*TASK BRIEF*
Reproduce, unchanged, the lines of the records below, starting at the line that contains "Confirm or deny: the spiral" and ending at the line that contains "183 194 416 282", both included. Output only those lines.

*DATA FOR THIS TASK*

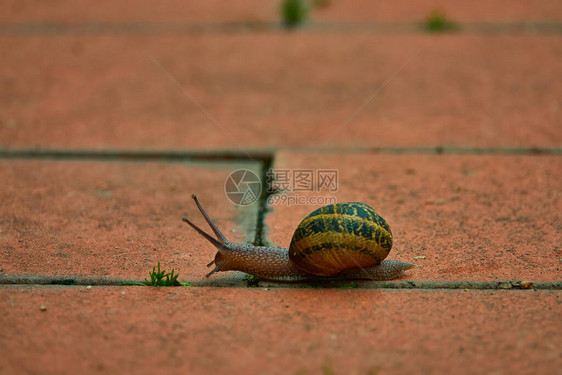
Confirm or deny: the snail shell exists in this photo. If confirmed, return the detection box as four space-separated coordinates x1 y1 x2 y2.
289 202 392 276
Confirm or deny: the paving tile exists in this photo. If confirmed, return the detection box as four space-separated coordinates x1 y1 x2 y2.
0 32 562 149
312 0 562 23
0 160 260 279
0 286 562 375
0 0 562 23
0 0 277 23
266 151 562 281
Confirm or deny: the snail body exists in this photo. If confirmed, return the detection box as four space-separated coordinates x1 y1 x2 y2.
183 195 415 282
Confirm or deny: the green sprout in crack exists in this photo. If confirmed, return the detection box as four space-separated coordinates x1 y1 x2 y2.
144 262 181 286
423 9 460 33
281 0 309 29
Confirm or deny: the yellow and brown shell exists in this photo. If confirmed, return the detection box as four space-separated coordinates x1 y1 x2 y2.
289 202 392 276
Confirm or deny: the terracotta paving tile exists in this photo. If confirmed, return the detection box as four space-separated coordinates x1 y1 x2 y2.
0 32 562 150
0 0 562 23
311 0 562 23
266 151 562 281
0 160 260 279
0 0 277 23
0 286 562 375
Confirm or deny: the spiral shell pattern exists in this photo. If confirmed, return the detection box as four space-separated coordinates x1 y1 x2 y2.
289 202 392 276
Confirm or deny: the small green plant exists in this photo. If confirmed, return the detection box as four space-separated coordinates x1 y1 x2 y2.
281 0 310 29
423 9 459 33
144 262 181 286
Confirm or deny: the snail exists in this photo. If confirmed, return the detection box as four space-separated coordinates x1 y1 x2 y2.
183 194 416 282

--

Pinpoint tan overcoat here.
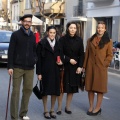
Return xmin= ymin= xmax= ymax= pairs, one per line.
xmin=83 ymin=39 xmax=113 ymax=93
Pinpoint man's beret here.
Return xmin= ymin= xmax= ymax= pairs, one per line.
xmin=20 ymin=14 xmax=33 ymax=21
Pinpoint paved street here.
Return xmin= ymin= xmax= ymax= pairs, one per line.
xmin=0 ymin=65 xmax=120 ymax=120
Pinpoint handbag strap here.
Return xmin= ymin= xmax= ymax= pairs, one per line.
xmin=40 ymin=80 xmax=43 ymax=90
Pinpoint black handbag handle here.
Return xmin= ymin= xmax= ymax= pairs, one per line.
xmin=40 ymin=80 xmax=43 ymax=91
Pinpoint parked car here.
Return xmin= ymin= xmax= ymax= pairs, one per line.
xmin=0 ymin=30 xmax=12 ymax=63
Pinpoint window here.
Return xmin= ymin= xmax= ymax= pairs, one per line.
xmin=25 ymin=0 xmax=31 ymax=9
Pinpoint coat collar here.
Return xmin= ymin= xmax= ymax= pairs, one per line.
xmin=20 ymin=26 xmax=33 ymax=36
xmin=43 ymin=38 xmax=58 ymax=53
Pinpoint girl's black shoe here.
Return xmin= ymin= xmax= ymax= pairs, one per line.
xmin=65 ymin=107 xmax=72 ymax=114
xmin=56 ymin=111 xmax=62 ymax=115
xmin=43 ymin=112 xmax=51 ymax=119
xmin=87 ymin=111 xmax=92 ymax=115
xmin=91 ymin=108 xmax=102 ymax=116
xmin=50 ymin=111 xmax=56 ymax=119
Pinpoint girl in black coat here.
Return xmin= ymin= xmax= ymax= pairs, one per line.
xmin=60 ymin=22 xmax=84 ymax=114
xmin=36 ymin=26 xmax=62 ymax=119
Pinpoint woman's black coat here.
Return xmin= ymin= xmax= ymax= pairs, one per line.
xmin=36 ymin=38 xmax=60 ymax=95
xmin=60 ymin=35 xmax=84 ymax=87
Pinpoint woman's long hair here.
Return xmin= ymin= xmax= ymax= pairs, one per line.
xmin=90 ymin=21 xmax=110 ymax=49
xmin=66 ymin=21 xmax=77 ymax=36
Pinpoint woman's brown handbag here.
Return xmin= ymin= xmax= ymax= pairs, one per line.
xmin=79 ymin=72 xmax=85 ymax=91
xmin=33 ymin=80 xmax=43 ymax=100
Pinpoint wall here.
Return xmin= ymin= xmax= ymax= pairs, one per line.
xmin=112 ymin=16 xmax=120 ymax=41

*COMPLETE OUTPUT*
Confirm or deny: the spiral shell pattern exists in this photo. If confirmed, return the detection box as four space-separated coordinates x1 y1 x2 y2.
289 202 392 276
Confirm or deny: the small green plant exists in this photo. If confirmed, return the detection box as four space-separated coordinates x1 y1 x2 y2.
281 0 310 29
423 9 459 33
144 262 181 286
Confirm or deny: the snail exists in this photo. If confirmed, return the detection box as four space-separated coordinates x1 y1 x2 y2.
183 194 416 282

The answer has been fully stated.